Items from a dataset
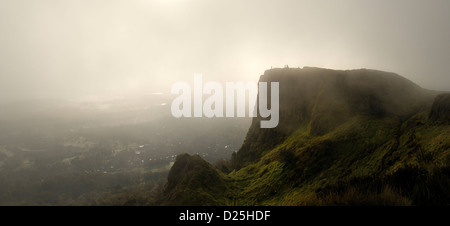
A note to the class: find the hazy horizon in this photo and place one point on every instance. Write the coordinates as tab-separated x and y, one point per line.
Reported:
82	49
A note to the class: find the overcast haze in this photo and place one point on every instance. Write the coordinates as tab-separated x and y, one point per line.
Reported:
83	48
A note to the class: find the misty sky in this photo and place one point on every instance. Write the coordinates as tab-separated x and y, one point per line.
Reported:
83	48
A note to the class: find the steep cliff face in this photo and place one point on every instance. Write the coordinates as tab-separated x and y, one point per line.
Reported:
192	181
323	99
344	137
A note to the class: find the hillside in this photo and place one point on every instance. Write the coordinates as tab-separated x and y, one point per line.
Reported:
356	137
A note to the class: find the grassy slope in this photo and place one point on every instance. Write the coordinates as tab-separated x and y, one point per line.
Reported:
345	138
360	162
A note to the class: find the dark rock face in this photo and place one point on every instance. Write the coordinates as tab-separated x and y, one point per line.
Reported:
440	110
190	182
323	99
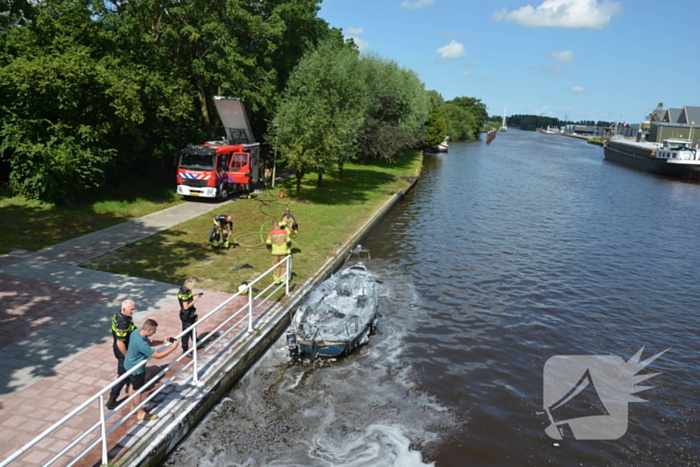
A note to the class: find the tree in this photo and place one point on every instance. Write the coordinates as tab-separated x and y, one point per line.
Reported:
85	83
436	128
321	112
460	123
397	108
476	108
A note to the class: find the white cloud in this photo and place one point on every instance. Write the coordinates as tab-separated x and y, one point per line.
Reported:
361	45
354	31
452	50
551	69
580	14
563	56
417	4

▶ **WHAT TO PRODUCE**
Please update the material above so that every "photo" becomes "image" and nothing else changes. Leave the pictures out of your answer.

▶ **TASK RESULT**
A note to the class: find the hazy horizon in this image and place one point on every instance. Write the coordinates as tab-separated x and y, one point per line.
Reported:
82	49
A note to the class: find the overcast haze in this image and place one point on every instance. Write the coordinates as tab-separated x and y, one point per line.
Reported:
83	48
A note to the class: find the misty sky in this image and place one point on every instance. Write the coordinates as tab-separated x and y, one point per line.
Reported:
83	48
A note to the class: find the steep cliff face in this image and place one point on every instance. Write the coordinates as tab-separated x and y, one point per line.
Reported:
192	181
323	99
344	137
A note to the class: find the hillside in this image and place one point on every instance. Write the coordinates as tab-separated x and y, one point per line.
Reported:
356	137
A note to the class: find the grassy slope in this image and place one point on every instance. Write the coordinates as tab-separated x and y, one point per line.
Reported:
345	138
360	162
A note to the class: find the dark rock face in this image and place one point on every instance. Write the coordinates as tab-separated x and y, one point per line.
Reported:
440	110
190	182
323	99
A note to the class: find the tree in this image and place one point on every instance. Write the coordinates as tab-separated x and y, one point per line.
Reported:
85	83
436	128
321	112
460	123
397	108
476	108
A note to the class: find the white cloud in this image and place one point on every instance. Write the coordinates as tab-separated x and y, one point per line.
Reported:
361	45
354	31
452	50
551	69
580	14
563	56
417	4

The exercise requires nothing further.